§ SOURCE EXTRACT:
((

There is still little understood about what happens to communities as neighbourhoods transform with TOD and emerging settlement patterns, such as reversals of post-WWII white flight and suburbanisation (Chapple and Loukaitou-Sideris 2019, 2). Thus, there is a need to question who benefits from investments in TOD and who gets left behind. Further, if TOD is the future of sustainable, compact urban development, how can we ensure it is inclusive and provides equitable access to the city and to the benefits of growth?

3. Regional Context and the Community.

The community in question is the Long Branch neighbourhood, situated between Silver Spring, MD and Takoma Park, MD. The neighbourhood is located north of Washington, DC’s northern border and is in District 5 of Montgomery County, which is the state’s largest county and is part of the Washington metropolitan region, northwest of DC. The county was agrarian until the government sought to bring white collar workers to the capital area during the Great Depression, eventually creating white- and blue-collar employment opportunities despite the lack of industry in the DC metropolitan area. Montgomery County has a nationally ranked public school system, a community college, excellent community services, and affordable housing programmes, all of which have attracted in-migration that caused a population surge in the 1980s (Cheney and Cheney 1997, 41-42).

Map of Long Branch in Montgomery County. (Montgomery Planning 2020)

This population growth has diversified the county’s economic, ethnic and cultural composition, with the foreign-born population making up 20% of the county’s population in 1990 and 33% in 2016 (Montgomery Planning 2019, 4). While urban space is typically thought of as being relatively low income and densely populated, surrounded by more affluent, low-density suburbs, this line is becoming blurred in the DC area as we see changes in demographics, distribution of wealth, and the built environment through the expansion of rail and the creation of commercial centres in suburbs (McKenzie 2015, 5).

The DC Metropolitan area continues to experience economic and population growth, creating a high demand for housing and a tight housing market with a vacancy rate of 3% in 2000 (Vicino et al. 2004, 115). Further, incomes have not risen with housing costs and low- and very low-income populations in the county are growing faster than the supply of housing affordable to them (Montgomery Planning 2019, 65). Black and Hispanic people in District 5 have the lowest average incomes in the county and the countywide renters of these demographics are cost burdened at rates 122% and 139% higher than White residents respectively (Calma 2019, 16). Black and Hispanic residents in District 5 are among the least likely to own homes, which places them at a higher risk of being priced out of their communities (Calma 2019, 13).

))

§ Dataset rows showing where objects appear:
((

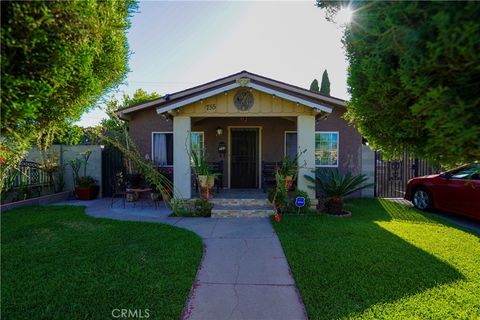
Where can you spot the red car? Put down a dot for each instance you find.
(455, 191)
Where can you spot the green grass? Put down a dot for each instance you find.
(388, 261)
(59, 263)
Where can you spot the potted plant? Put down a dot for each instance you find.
(86, 187)
(204, 174)
(336, 187)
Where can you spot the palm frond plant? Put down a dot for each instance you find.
(203, 171)
(336, 187)
(120, 139)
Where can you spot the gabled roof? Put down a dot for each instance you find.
(284, 90)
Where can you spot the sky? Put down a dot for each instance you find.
(178, 45)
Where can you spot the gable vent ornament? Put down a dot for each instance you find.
(243, 99)
(243, 82)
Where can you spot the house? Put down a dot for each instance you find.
(245, 119)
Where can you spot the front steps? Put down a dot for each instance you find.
(241, 208)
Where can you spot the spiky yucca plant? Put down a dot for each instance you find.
(336, 186)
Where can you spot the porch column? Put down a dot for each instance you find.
(306, 161)
(181, 160)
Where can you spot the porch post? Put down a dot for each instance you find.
(181, 160)
(306, 161)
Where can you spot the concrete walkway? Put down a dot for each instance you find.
(244, 273)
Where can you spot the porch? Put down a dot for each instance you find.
(242, 150)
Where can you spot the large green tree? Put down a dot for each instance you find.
(414, 77)
(314, 86)
(325, 86)
(113, 104)
(58, 58)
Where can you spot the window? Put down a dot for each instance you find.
(326, 149)
(162, 148)
(290, 144)
(198, 143)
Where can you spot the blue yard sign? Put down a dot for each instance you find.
(300, 202)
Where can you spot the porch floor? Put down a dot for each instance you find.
(239, 194)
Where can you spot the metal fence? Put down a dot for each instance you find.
(391, 177)
(29, 174)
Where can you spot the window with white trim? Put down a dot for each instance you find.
(291, 144)
(162, 146)
(326, 149)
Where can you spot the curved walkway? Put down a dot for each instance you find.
(244, 273)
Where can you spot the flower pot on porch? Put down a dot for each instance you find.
(87, 193)
(206, 181)
(288, 182)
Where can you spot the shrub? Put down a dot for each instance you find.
(336, 186)
(202, 208)
(285, 202)
(181, 208)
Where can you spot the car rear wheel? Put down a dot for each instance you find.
(422, 199)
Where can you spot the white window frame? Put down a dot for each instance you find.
(338, 151)
(285, 141)
(151, 143)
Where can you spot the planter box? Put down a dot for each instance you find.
(51, 198)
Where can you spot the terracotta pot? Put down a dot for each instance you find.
(288, 182)
(206, 181)
(87, 193)
(132, 196)
(205, 193)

))

§ WHAT YOU WILL DO:
1 - Based on the passage about the Long Branch neighborhood, explain in one to three sentences why Montgomery County's population surged in the 1980s.
2 - Retype the entries from the line with "Where can you spot the porch?" through the end of the entries, with both ends included.

§ RESPONSES IN ORDER:
1 - The county's nationally ranked public school system, community college, excellent community services, and affordable housing programs drew people to move there. That in-migration caused the population surge in the 1980s.

2 -
Where can you spot the porch? Put down a dot for each instance you find.
(242, 150)
Where can you spot the large green tree? Put down a dot for each instance you find.
(414, 77)
(314, 86)
(325, 86)
(113, 104)
(58, 58)
Where can you spot the window? Put down a dot for each instance you find.
(326, 149)
(162, 148)
(290, 144)
(198, 143)
Where can you spot the blue yard sign? Put down a dot for each instance you find.
(300, 202)
Where can you spot the porch floor? Put down a dot for each instance you find.
(239, 194)
Where can you spot the metal fence? Put down a dot for each instance you find.
(391, 177)
(29, 174)
Where can you spot the window with white trim? Put down a dot for each instance you find.
(291, 144)
(162, 146)
(326, 149)
Where can you spot the curved walkway? Put down a dot for each instance you find.
(244, 273)
Where can you spot the flower pot on porch? Put down a dot for each instance you find.
(87, 193)
(206, 181)
(288, 182)
Where can you spot the shrub? Put down a dot for each instance you find.
(336, 186)
(202, 208)
(285, 202)
(181, 208)
Where can you spot the car rear wheel? Put down a dot for each instance you find.
(422, 199)
Where can you spot the white window frame? Put down a dot for each instance you find.
(338, 151)
(285, 141)
(151, 143)
Where can you spot the planter box? Put down a dot for each instance you find.
(51, 198)
Where can you spot the terracotta pot? Put down a dot for each instance you find.
(288, 182)
(206, 181)
(87, 193)
(132, 196)
(205, 193)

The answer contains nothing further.